What is needed:
Repeat every one of the entries below word for word, but leave the pictures out.

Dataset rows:
++++

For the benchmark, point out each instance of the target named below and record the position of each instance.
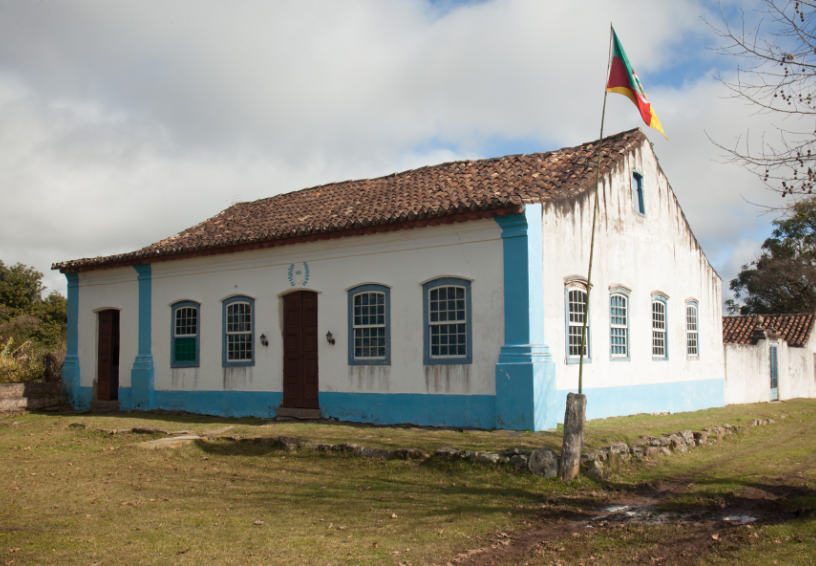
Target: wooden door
(300, 384)
(107, 386)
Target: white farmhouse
(769, 357)
(450, 295)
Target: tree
(783, 278)
(780, 79)
(20, 288)
(24, 314)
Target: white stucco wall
(100, 290)
(646, 254)
(801, 376)
(748, 371)
(402, 260)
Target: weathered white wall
(801, 377)
(748, 371)
(402, 260)
(100, 290)
(648, 254)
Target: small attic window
(637, 193)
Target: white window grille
(619, 315)
(239, 332)
(658, 329)
(691, 330)
(447, 318)
(369, 326)
(576, 305)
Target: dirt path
(560, 536)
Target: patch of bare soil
(560, 535)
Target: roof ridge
(461, 187)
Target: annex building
(449, 295)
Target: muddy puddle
(649, 515)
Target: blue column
(525, 374)
(141, 376)
(70, 370)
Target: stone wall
(30, 396)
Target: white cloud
(123, 123)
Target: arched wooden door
(300, 385)
(107, 365)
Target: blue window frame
(637, 193)
(238, 349)
(660, 342)
(448, 327)
(692, 329)
(619, 324)
(185, 335)
(575, 311)
(369, 323)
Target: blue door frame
(774, 374)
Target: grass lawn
(72, 495)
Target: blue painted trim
(197, 362)
(142, 374)
(83, 397)
(696, 305)
(70, 370)
(379, 408)
(525, 372)
(421, 409)
(225, 304)
(624, 293)
(426, 349)
(774, 363)
(363, 289)
(638, 194)
(675, 397)
(576, 359)
(658, 297)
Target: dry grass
(79, 496)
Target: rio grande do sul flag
(624, 80)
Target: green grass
(80, 496)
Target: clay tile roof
(793, 328)
(433, 192)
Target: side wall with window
(645, 251)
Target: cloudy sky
(122, 123)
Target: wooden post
(570, 463)
(573, 444)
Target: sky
(122, 123)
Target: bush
(20, 365)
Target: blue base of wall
(221, 403)
(395, 408)
(432, 410)
(81, 398)
(675, 397)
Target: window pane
(577, 306)
(239, 318)
(185, 350)
(239, 347)
(186, 321)
(575, 341)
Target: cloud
(121, 124)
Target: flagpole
(594, 219)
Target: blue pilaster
(525, 374)
(70, 370)
(142, 395)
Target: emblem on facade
(298, 274)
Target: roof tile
(793, 328)
(428, 192)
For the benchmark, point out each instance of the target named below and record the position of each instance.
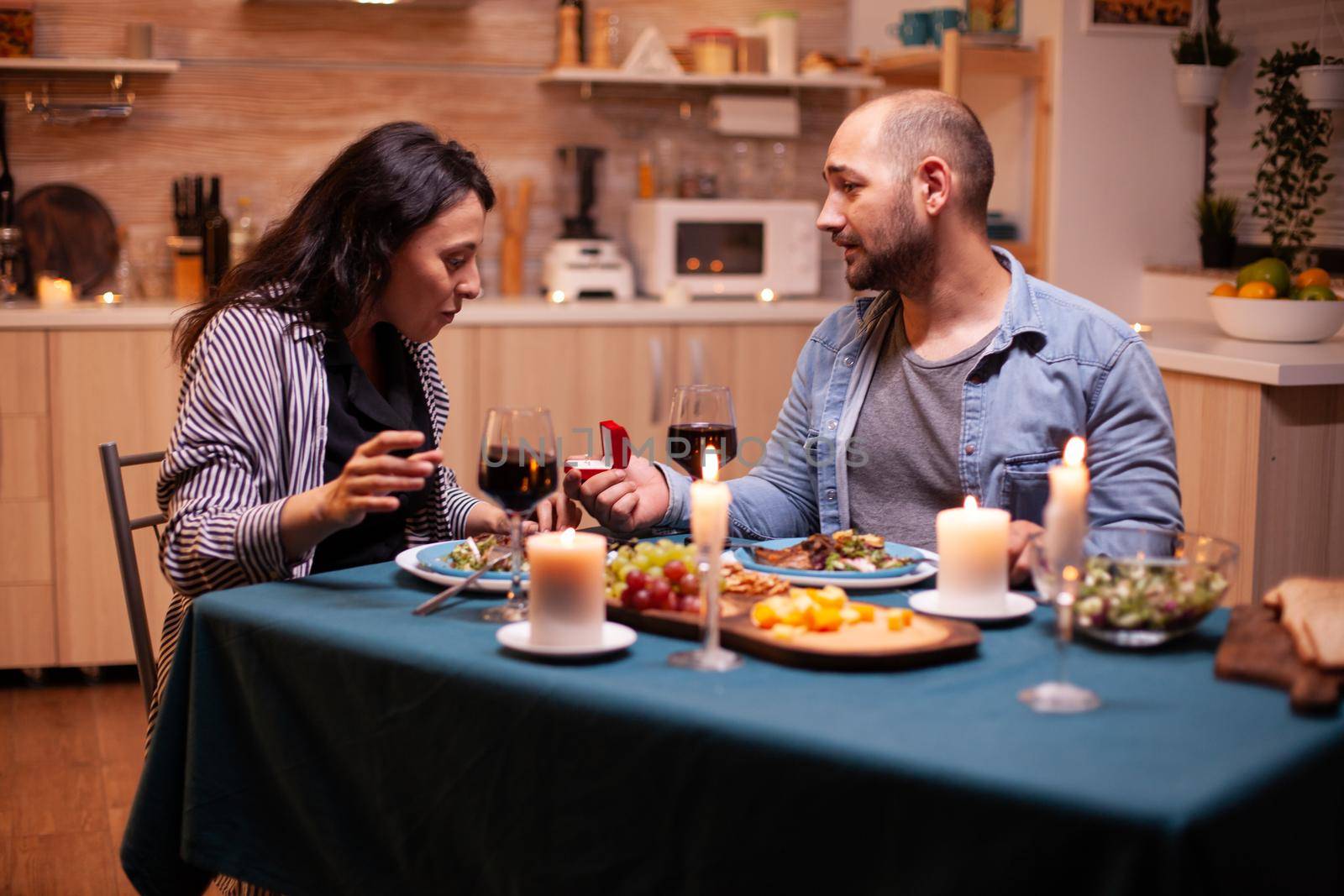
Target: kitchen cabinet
(27, 605)
(1263, 466)
(105, 385)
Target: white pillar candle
(710, 501)
(972, 558)
(1066, 512)
(54, 291)
(566, 582)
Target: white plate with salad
(450, 562)
(846, 558)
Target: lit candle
(710, 501)
(54, 291)
(566, 582)
(1066, 512)
(972, 558)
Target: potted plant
(1323, 85)
(1202, 58)
(1218, 217)
(1290, 183)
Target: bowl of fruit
(1304, 308)
(1142, 586)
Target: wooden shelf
(109, 66)
(927, 63)
(839, 81)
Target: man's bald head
(917, 123)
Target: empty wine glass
(1057, 582)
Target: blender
(582, 264)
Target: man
(964, 376)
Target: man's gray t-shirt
(911, 430)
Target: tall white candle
(54, 291)
(710, 501)
(972, 558)
(566, 587)
(1066, 512)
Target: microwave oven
(727, 246)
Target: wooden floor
(71, 757)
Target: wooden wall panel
(268, 94)
(1216, 445)
(24, 372)
(27, 626)
(107, 385)
(1301, 484)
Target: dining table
(315, 736)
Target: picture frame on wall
(994, 22)
(1137, 16)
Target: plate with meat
(844, 558)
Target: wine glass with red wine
(702, 418)
(517, 472)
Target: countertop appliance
(727, 248)
(584, 264)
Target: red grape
(662, 593)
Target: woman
(309, 380)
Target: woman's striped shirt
(252, 432)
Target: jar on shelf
(781, 34)
(714, 50)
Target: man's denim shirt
(1058, 367)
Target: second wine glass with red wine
(517, 472)
(702, 418)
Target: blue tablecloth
(316, 738)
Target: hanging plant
(1202, 56)
(1292, 181)
(1324, 85)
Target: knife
(437, 600)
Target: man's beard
(897, 257)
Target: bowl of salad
(1142, 586)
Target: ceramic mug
(945, 19)
(914, 29)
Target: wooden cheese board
(864, 647)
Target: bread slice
(1324, 631)
(1321, 600)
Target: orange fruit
(764, 616)
(1257, 289)
(1312, 277)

++++

Finished task:
For the benchmark, point out each instance of the target named below and record the position of each instance.
Target: wooden door
(300, 384)
(107, 386)
Target: white farmhouse
(769, 357)
(450, 295)
Target: tree
(783, 278)
(780, 79)
(20, 288)
(24, 314)
Target: white stucco wall
(100, 290)
(646, 254)
(801, 376)
(748, 371)
(402, 260)
Target: weathered white wall
(801, 377)
(748, 371)
(402, 260)
(100, 290)
(648, 254)
Target: small attic window
(637, 193)
Target: white window grille
(619, 315)
(239, 332)
(658, 329)
(691, 330)
(447, 318)
(369, 326)
(576, 305)
Target: dirt path
(560, 536)
Target: patch of bare soil
(560, 535)
Target: roof ridge
(461, 187)
Target: annex building
(449, 295)
Target: muddy puddle
(649, 515)
Target: blue column
(525, 374)
(141, 376)
(70, 370)
Target: stone wall
(30, 396)
Target: white cloud
(123, 123)
Target: arched wooden door
(300, 385)
(107, 365)
Target: blue window frame
(637, 193)
(238, 349)
(660, 342)
(448, 327)
(692, 329)
(619, 324)
(185, 335)
(575, 311)
(369, 323)
Target: blue door frame
(774, 374)
Target: grass lawn
(72, 495)
Target: blue painted trim
(197, 362)
(142, 374)
(83, 397)
(696, 305)
(70, 370)
(379, 408)
(525, 372)
(421, 409)
(225, 304)
(624, 293)
(426, 349)
(774, 363)
(363, 289)
(638, 194)
(675, 397)
(576, 359)
(658, 297)
Target: dry grass
(79, 496)
Target: rio grande do sul flag
(624, 80)
Target: green grass
(80, 496)
Target: clay tile roof
(793, 328)
(433, 192)
Target: side wall with window
(645, 251)
Target: cloudy sky
(122, 123)
Target: wooden post
(570, 463)
(573, 444)
Target: sky
(122, 123)
Target: bush
(20, 365)
Target: blue base of wall
(221, 403)
(395, 408)
(432, 410)
(81, 398)
(675, 397)
Target: window pane
(577, 306)
(239, 318)
(185, 350)
(239, 347)
(186, 321)
(575, 341)
Target: cloud
(121, 124)
Target: flagpole
(594, 219)
Target: blue pilaster
(525, 374)
(70, 370)
(142, 395)
Target: emblem on facade
(298, 274)
Target: roof tile
(793, 328)
(428, 192)
For the benchmark, point out each instance of the target named below and record the position of each instance.
Target: kitchen cabinet
(27, 605)
(1263, 466)
(105, 385)
Target: white pillar candle
(710, 501)
(972, 558)
(1066, 512)
(54, 291)
(566, 582)
Target: white plate with salad
(450, 562)
(846, 558)
Target: lit candle
(710, 501)
(54, 291)
(566, 582)
(1066, 512)
(972, 558)
Target: potted plant
(1323, 85)
(1202, 58)
(1218, 217)
(1290, 183)
Target: bowl of fruit
(1304, 308)
(1142, 586)
Target: wooden shelf
(109, 66)
(927, 63)
(839, 81)
Target: man's bald head
(917, 123)
Target: empty wine glass
(1057, 582)
Target: blender
(582, 264)
Target: man
(964, 376)
Target: man's gray t-shirt
(911, 430)
Target: tall white candle
(54, 291)
(710, 501)
(972, 558)
(566, 587)
(1066, 512)
Target: microwave oven
(727, 246)
Target: wooden floor
(71, 757)
Target: wooden wall panel
(268, 94)
(1216, 445)
(24, 372)
(27, 626)
(107, 385)
(1301, 484)
Target: dining table
(315, 736)
Target: picture frame on wall
(994, 22)
(1137, 16)
Target: plate with meat
(844, 558)
Target: wine glass with red wine
(702, 418)
(517, 472)
Target: countertop appliance
(727, 248)
(584, 264)
Target: red grape
(662, 593)
Target: woman
(309, 380)
Target: woman's striped shirt
(252, 432)
Target: jar on shelf
(781, 34)
(714, 50)
Target: man's denim shirt
(1058, 367)
Target: second wine glass with red wine
(517, 472)
(702, 418)
Target: blue tablecloth
(316, 738)
Target: hanging plant
(1202, 56)
(1292, 181)
(1324, 85)
Target: knife
(437, 600)
Target: man's beard
(897, 257)
Target: bowl of salad
(1142, 586)
Target: ceramic mug
(945, 19)
(914, 29)
Target: wooden cheese board
(864, 647)
Target: bread slice
(1324, 631)
(1321, 600)
Target: orange fruit
(764, 616)
(1257, 289)
(1312, 277)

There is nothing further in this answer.